------ Source text ------

Due to a global shortage of chips, used vehicle prices have been soaring, leading to a decrease in availability among new vehicles and an increase in the trade-in values for older or used vehicles.
According to the popular car research website, Edmunds, the average value of used vehicles traded in reached a record high number in March. Trade-ins averaged about $17,080 for the month, increasing about 21% from the same period one year earlier.
The global chip shortage has primarily caused this, as it has obstructed the auto industry’s ability to produce and manufacture new vehicles. As a result, this has motivated individuals to shop for used vehicles, causing prices to soar. The global chip shortage occurred due to the COVID-19 pandemic’s disruption on the supply chain. In turn, this has caused a disruption in new vehicle production, but it has also caused car-shopper demand to surge.
Additionally, the market for certified pre-owned vehicles is highly advantageous to car-sellers currently. According to Cox Automotive, used vehicle sales increased about 36% from February to March, allowing for total used vehicle sales to increase about 117% from March 2020. On the other hand, the amount of new vehicles available for sale has decreased 36% since March 2020, and new vehicle inventory has decreased more than 15% since the global chip shortage occurred.
Clearly, now is a great time for consumers to sell their used vehicles, as well as to make new car purchases. Ivan Drury, Edmunds’ senior manager of insights, stated that the “inventory situation is not going to get any better any time soon, and consumers could essentially be wiping away multiple car payments with the added value of their trade-in.”

------

Tasks and exercises:
1. In the article on used vehicle prices, what did trade-ins average in March?
2. Please explain, using the article on used vehicle prices, why used vehicle prices have soared.

------ Data supplied ------

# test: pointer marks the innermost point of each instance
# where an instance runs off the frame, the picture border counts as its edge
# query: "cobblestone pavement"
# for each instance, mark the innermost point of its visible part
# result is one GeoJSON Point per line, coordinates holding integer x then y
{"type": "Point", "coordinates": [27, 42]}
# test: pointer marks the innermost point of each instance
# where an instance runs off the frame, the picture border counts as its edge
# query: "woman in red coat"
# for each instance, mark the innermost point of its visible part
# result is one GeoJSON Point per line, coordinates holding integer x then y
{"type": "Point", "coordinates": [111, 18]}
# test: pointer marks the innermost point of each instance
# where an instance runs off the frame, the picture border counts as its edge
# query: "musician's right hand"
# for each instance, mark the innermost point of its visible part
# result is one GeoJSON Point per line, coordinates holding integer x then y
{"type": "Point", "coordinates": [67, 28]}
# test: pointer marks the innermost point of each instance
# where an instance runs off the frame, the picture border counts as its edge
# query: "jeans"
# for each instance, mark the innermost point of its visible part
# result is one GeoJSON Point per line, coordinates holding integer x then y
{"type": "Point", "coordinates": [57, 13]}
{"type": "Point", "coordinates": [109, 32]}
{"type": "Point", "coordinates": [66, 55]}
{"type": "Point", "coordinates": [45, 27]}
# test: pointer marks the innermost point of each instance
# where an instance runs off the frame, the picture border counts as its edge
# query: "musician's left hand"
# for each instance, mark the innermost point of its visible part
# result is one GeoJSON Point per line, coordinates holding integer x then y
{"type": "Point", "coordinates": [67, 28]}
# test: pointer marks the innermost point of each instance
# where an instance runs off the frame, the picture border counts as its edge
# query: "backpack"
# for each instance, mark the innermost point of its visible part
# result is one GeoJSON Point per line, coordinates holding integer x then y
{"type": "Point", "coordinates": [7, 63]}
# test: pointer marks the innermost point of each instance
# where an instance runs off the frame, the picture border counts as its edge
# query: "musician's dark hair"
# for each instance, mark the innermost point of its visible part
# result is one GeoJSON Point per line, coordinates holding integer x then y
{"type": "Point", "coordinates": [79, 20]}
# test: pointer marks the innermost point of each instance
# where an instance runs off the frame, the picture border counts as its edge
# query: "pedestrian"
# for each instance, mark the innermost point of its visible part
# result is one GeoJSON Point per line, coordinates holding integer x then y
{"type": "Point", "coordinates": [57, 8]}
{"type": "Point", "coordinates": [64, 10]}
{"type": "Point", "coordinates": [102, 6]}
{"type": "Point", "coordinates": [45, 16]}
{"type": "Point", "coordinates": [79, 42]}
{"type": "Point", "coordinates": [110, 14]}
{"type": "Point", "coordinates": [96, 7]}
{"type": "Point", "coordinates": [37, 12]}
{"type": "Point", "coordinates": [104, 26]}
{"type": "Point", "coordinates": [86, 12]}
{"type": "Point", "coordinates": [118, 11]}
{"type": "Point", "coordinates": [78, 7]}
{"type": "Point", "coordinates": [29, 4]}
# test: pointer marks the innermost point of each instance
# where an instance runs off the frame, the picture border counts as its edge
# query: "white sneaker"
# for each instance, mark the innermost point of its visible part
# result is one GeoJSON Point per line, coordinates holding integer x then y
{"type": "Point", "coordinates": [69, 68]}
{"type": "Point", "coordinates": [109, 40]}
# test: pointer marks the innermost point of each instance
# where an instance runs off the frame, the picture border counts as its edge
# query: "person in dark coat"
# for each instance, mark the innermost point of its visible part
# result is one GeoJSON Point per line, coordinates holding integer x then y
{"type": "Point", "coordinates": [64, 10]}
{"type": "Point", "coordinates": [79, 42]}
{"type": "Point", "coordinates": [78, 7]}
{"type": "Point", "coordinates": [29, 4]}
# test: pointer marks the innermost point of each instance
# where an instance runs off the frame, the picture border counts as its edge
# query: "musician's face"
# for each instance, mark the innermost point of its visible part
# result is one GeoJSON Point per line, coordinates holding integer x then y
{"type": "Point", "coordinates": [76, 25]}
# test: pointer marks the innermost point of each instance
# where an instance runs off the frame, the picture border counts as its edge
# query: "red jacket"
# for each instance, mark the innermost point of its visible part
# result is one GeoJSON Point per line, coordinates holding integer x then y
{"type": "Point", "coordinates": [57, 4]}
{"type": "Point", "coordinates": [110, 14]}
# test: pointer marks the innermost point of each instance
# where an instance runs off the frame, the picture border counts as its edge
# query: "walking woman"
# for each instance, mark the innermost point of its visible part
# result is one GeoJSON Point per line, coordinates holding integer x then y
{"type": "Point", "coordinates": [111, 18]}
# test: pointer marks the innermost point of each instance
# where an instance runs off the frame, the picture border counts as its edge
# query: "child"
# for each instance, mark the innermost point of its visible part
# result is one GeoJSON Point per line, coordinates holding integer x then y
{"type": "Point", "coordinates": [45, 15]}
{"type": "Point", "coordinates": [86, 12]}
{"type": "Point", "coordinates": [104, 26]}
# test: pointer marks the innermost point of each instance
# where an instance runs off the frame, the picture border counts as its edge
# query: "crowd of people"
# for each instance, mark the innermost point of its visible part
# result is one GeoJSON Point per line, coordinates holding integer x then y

------

Responses:
1. About $17,080.

2. The global chip shortage, caused by the COVID-19 pandemic's disruption of the supply chain, has obstructed the auto industry's ability to produce new vehicles. This has motivated people to shop for used vehicles instead, and that demand has pushed prices up.